What to produce: Please reproduce every line of the listing below verbatim, with nothing changed.

===== Rows

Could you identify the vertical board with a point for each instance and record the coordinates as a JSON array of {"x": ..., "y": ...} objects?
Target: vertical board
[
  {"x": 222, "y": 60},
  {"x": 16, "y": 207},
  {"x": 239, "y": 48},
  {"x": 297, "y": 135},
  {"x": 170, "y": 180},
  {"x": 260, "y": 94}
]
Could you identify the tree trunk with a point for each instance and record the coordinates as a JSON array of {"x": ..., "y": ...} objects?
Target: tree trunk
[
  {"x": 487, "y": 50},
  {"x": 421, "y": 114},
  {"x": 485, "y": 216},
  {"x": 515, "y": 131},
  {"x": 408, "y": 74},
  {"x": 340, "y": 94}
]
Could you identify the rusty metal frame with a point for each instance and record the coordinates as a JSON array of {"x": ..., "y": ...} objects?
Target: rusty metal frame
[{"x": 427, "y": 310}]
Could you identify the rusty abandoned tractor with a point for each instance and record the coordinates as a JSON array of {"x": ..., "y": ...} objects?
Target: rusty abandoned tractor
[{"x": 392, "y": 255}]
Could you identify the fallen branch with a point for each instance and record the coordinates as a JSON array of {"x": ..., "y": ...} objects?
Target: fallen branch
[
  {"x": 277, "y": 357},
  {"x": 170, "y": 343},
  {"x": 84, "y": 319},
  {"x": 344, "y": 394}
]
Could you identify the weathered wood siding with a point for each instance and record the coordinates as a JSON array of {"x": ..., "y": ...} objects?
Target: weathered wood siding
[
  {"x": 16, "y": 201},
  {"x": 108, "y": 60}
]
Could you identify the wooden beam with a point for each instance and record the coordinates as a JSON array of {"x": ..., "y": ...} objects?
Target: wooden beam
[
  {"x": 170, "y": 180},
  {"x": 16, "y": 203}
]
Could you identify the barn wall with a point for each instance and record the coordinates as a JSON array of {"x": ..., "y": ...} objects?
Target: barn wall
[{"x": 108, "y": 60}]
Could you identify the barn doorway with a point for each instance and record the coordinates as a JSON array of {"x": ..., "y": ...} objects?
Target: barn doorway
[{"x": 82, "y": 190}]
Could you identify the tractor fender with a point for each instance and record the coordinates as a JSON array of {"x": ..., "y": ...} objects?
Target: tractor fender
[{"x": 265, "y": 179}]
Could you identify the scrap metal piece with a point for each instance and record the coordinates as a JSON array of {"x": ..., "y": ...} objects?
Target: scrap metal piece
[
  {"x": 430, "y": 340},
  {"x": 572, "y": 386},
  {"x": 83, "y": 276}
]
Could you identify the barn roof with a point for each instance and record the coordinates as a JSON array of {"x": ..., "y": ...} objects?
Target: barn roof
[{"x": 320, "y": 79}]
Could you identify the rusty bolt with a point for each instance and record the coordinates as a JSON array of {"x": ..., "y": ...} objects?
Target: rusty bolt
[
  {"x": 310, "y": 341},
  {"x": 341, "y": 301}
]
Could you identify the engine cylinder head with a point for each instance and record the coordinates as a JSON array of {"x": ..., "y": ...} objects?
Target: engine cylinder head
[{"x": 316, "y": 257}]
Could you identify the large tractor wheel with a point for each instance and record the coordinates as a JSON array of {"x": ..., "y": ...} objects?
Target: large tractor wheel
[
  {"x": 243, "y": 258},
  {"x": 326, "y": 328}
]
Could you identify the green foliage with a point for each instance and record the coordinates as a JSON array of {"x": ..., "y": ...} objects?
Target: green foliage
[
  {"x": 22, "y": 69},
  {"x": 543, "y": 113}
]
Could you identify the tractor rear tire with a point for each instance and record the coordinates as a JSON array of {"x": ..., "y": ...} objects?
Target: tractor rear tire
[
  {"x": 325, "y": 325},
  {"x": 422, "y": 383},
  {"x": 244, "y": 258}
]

==========

Solved problem:
Could you identify the vertical board with a point for each instance and record the coordinates as a JSON array of {"x": ..., "y": ...} objects?
Target: vertical board
[
  {"x": 222, "y": 60},
  {"x": 16, "y": 207},
  {"x": 239, "y": 48},
  {"x": 297, "y": 135},
  {"x": 170, "y": 180},
  {"x": 260, "y": 94}
]
Could you identify the tree trunk with a point for each instance and record the coordinates as a JSON array of {"x": ..., "y": ...} objects?
Target: tree trunk
[
  {"x": 487, "y": 50},
  {"x": 421, "y": 114},
  {"x": 485, "y": 216},
  {"x": 515, "y": 131},
  {"x": 408, "y": 74},
  {"x": 340, "y": 94}
]
Could you identify the rusty metal frame with a point for each instance and record the coordinates as a JSON array of {"x": ..., "y": ...} objects?
Target: rusty metal frame
[{"x": 427, "y": 310}]
Could you identify the rusty abandoned tractor with a point for each instance and record the coordinates as a JSON array of {"x": ..., "y": ...} objects?
Target: rusty abandoned tractor
[{"x": 392, "y": 255}]
Could you identify the fallen branch with a point for each instance and record the coordinates as a JSON array of {"x": ..., "y": ...} objects?
Target: fallen branch
[
  {"x": 277, "y": 357},
  {"x": 170, "y": 343},
  {"x": 84, "y": 319},
  {"x": 344, "y": 394}
]
Could you identify the weathered wood siding with a point for each instance and record the coordinates as a JSON array of {"x": ..., "y": ...} objects?
Target: weathered wood siding
[
  {"x": 16, "y": 201},
  {"x": 108, "y": 60}
]
Could you identify the wooden beam with a point for each instance and record the coordinates as a JSON array of {"x": ..., "y": ...} objects?
Target: wooden beam
[
  {"x": 170, "y": 180},
  {"x": 16, "y": 203}
]
Could you identify the barn wall with a point for each instance and record the coordinates as a JSON array of {"x": ..., "y": ...} objects?
Target: barn wall
[{"x": 108, "y": 60}]
Could you identify the barn doorway with a point for each instance and record the coordinates as a JSON array of {"x": ..., "y": ...} objects?
Target: barn doorway
[{"x": 82, "y": 190}]
Could you identify the tractor fender with a point for each instance and record the coordinates as a JSON array of {"x": ..., "y": ...} objects?
Target: tractor fender
[{"x": 265, "y": 179}]
Could you identify the scrap metal piece with a point for each instance and record the coordinates as a JSON array of {"x": ..., "y": ...} objects?
Target: scrap metal piece
[
  {"x": 430, "y": 340},
  {"x": 572, "y": 386},
  {"x": 83, "y": 276}
]
Could you identify the barn roof with a point for each instance and record the coordinates as a JSON array of {"x": ..., "y": ...} objects?
Target: barn roof
[{"x": 320, "y": 79}]
Could you identify the rusty bolt with a point for each instance and record the coordinates as a JSON array of {"x": ..., "y": ...} objects?
Target: rusty bolt
[
  {"x": 310, "y": 341},
  {"x": 341, "y": 301}
]
Could you identify the engine cylinder head with a point for each instance and record the coordinates as a JSON array of {"x": ..., "y": ...} objects?
Target: engine cylinder head
[{"x": 316, "y": 257}]
Could you identify the large tractor wheel with a point for each instance and record the coordinates as a JSON array of {"x": ..., "y": ...} objects?
Target: large tractor wheel
[
  {"x": 243, "y": 258},
  {"x": 326, "y": 328}
]
Could you identify the green foliage with a point for each instance and record the coordinates as a JSON array of {"x": ..., "y": ...} objects?
Target: green foliage
[
  {"x": 22, "y": 69},
  {"x": 543, "y": 113}
]
Could you identify the tractor rear tire with a point for each instance and record the coordinates as a JSON array of {"x": ..., "y": ...} objects?
Target: tractor rear tire
[
  {"x": 325, "y": 325},
  {"x": 422, "y": 383},
  {"x": 244, "y": 258}
]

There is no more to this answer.